Entries shown:

>>>

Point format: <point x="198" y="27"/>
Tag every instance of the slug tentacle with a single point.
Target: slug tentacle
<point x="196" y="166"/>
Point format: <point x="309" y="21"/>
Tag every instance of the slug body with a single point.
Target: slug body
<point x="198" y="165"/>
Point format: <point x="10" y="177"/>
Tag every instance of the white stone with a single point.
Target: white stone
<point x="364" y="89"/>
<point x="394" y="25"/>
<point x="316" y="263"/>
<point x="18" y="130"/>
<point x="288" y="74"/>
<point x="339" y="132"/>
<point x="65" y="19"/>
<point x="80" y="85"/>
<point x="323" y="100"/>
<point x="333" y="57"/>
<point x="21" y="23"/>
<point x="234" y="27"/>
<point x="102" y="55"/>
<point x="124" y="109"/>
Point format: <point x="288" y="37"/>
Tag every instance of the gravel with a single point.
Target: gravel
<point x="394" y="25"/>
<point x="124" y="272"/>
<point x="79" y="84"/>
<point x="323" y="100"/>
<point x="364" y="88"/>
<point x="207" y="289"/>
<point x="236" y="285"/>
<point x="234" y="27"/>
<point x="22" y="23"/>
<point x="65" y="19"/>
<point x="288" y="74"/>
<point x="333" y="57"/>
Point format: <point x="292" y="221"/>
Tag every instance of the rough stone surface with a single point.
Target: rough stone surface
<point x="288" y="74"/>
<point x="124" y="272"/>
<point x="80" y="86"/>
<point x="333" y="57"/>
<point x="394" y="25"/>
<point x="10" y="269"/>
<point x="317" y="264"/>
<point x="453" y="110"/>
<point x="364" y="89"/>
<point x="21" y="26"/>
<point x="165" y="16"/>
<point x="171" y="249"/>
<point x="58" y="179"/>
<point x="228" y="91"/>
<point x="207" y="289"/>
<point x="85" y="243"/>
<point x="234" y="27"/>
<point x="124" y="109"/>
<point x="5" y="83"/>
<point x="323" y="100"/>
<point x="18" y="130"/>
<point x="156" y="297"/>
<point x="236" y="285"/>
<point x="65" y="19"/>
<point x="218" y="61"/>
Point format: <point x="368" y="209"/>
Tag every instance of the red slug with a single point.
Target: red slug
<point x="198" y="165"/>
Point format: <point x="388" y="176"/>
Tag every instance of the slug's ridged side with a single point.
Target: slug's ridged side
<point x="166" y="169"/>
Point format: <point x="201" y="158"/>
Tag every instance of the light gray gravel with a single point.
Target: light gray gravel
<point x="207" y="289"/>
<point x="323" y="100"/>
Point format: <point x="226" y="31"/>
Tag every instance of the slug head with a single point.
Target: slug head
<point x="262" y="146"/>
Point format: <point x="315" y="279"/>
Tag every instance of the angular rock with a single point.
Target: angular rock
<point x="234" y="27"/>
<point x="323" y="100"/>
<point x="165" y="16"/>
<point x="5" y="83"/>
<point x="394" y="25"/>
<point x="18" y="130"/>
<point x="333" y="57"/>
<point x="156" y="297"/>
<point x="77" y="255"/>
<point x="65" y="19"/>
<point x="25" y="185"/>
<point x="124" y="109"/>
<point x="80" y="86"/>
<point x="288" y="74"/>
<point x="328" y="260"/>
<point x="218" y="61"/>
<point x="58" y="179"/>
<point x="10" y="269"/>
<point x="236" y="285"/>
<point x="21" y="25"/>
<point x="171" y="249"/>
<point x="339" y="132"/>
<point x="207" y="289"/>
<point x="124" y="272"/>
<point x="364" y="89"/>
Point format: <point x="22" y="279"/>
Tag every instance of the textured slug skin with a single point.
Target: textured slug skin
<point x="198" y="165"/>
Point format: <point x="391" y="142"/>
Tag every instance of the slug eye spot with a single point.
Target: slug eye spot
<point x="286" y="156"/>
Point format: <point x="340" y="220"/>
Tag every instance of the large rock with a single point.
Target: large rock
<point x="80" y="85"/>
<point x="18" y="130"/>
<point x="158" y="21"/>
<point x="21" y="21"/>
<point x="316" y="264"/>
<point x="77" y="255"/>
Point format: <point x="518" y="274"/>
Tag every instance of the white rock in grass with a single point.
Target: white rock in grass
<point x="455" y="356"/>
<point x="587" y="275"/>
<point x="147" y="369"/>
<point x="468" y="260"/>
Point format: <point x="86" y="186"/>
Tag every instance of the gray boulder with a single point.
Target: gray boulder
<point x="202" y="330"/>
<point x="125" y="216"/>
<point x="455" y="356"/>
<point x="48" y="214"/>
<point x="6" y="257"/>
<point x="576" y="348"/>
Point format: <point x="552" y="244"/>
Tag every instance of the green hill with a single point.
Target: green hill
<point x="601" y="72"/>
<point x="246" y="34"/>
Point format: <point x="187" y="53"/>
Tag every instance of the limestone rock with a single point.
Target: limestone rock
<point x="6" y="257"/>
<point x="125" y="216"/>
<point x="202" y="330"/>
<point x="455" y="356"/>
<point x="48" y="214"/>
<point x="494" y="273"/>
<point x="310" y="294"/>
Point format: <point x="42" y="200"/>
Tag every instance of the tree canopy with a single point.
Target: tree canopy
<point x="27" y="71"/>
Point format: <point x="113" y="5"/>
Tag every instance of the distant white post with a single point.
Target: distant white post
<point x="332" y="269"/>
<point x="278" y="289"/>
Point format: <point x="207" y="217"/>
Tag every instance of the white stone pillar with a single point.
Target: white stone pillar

<<<

Copy out all the entries shown above, character for character.

Point format: <point x="198" y="27"/>
Tag every instance of the slug tentacle with a single point.
Target: slug tentacle
<point x="196" y="166"/>
Point format: <point x="309" y="21"/>
Tag every instance of the slug body with a single point.
Target: slug body
<point x="198" y="165"/>
Point format: <point x="10" y="177"/>
Tag every instance of the white stone with a single point.
Target: white stone
<point x="364" y="89"/>
<point x="394" y="25"/>
<point x="316" y="263"/>
<point x="18" y="130"/>
<point x="288" y="74"/>
<point x="339" y="132"/>
<point x="65" y="19"/>
<point x="80" y="85"/>
<point x="323" y="100"/>
<point x="333" y="57"/>
<point x="21" y="23"/>
<point x="234" y="27"/>
<point x="102" y="55"/>
<point x="124" y="109"/>
Point format: <point x="288" y="37"/>
Tag every instance of the gravel with a single point.
Target: gravel
<point x="394" y="25"/>
<point x="124" y="272"/>
<point x="79" y="84"/>
<point x="323" y="100"/>
<point x="364" y="88"/>
<point x="207" y="289"/>
<point x="236" y="285"/>
<point x="234" y="27"/>
<point x="22" y="23"/>
<point x="65" y="19"/>
<point x="288" y="74"/>
<point x="333" y="57"/>
Point format: <point x="292" y="221"/>
Tag every instance of the rough stone surface with a single point.
Target: rough stone surface
<point x="288" y="74"/>
<point x="124" y="272"/>
<point x="80" y="86"/>
<point x="333" y="57"/>
<point x="394" y="25"/>
<point x="10" y="269"/>
<point x="317" y="264"/>
<point x="453" y="110"/>
<point x="364" y="89"/>
<point x="21" y="26"/>
<point x="165" y="16"/>
<point x="171" y="249"/>
<point x="58" y="179"/>
<point x="228" y="91"/>
<point x="207" y="289"/>
<point x="85" y="243"/>
<point x="234" y="27"/>
<point x="124" y="109"/>
<point x="5" y="83"/>
<point x="323" y="100"/>
<point x="18" y="130"/>
<point x="156" y="297"/>
<point x="236" y="285"/>
<point x="65" y="19"/>
<point x="218" y="61"/>
Point format: <point x="368" y="209"/>
Tag every instance of the red slug with a single point.
Target: red slug
<point x="198" y="165"/>
Point format: <point x="388" y="176"/>
Tag every instance of the slug's ridged side with a single point.
Target: slug's ridged side
<point x="166" y="169"/>
Point format: <point x="201" y="158"/>
Tag every instance of the light gray gravel with a single point.
Target: light gray gravel
<point x="207" y="289"/>
<point x="323" y="100"/>
Point format: <point x="226" y="31"/>
Tag every instance of the slug head with a single point.
Target: slug head
<point x="262" y="146"/>
Point format: <point x="315" y="279"/>
Tag every instance of the angular rock with a single point.
Target: angular rock
<point x="234" y="27"/>
<point x="323" y="100"/>
<point x="165" y="16"/>
<point x="5" y="83"/>
<point x="394" y="25"/>
<point x="18" y="130"/>
<point x="333" y="57"/>
<point x="156" y="297"/>
<point x="77" y="255"/>
<point x="65" y="19"/>
<point x="25" y="185"/>
<point x="124" y="109"/>
<point x="80" y="86"/>
<point x="288" y="74"/>
<point x="328" y="260"/>
<point x="218" y="61"/>
<point x="58" y="179"/>
<point x="10" y="269"/>
<point x="236" y="285"/>
<point x="21" y="25"/>
<point x="171" y="249"/>
<point x="339" y="132"/>
<point x="207" y="289"/>
<point x="124" y="272"/>
<point x="364" y="89"/>
Point format: <point x="22" y="279"/>
Tag every instance of the textured slug skin with a single point.
Target: textured slug skin
<point x="198" y="165"/>
Point format: <point x="391" y="142"/>
Tag every instance of the slug eye spot with a single point.
Target: slug eye spot
<point x="286" y="156"/>
Point format: <point x="340" y="220"/>
Tag every instance of the large rock with a single point.
Target: large rock
<point x="80" y="85"/>
<point x="18" y="130"/>
<point x="158" y="21"/>
<point x="21" y="21"/>
<point x="316" y="264"/>
<point x="77" y="255"/>
Point format: <point x="518" y="274"/>
Tag every instance of the white rock in grass with a single point.
Target: white rock in grass
<point x="455" y="356"/>
<point x="587" y="275"/>
<point x="147" y="369"/>
<point x="468" y="260"/>
Point format: <point x="86" y="186"/>
Tag every instance of the gray boulder with a single point.
Target: gray boulder
<point x="202" y="330"/>
<point x="125" y="216"/>
<point x="455" y="356"/>
<point x="48" y="214"/>
<point x="6" y="257"/>
<point x="576" y="348"/>
Point format: <point x="552" y="244"/>
Tag every instance of the green hill with a single point.
Target: green hill
<point x="601" y="72"/>
<point x="246" y="34"/>
Point format: <point x="187" y="53"/>
Tag every instance of the limestone rock with a single point.
Target: limestone rock
<point x="6" y="257"/>
<point x="125" y="216"/>
<point x="202" y="330"/>
<point x="455" y="356"/>
<point x="48" y="214"/>
<point x="494" y="273"/>
<point x="310" y="294"/>
Point format: <point x="42" y="200"/>
Tag every instance of the tree canopy with a single point.
Target: tree canopy
<point x="27" y="71"/>
Point format: <point x="113" y="5"/>
Tag every instance of the distant white post with a single point.
Target: distant white post
<point x="332" y="269"/>
<point x="278" y="289"/>
Point format: <point x="207" y="217"/>
Tag every instance of the white stone pillar with a single point.
Target: white stone pillar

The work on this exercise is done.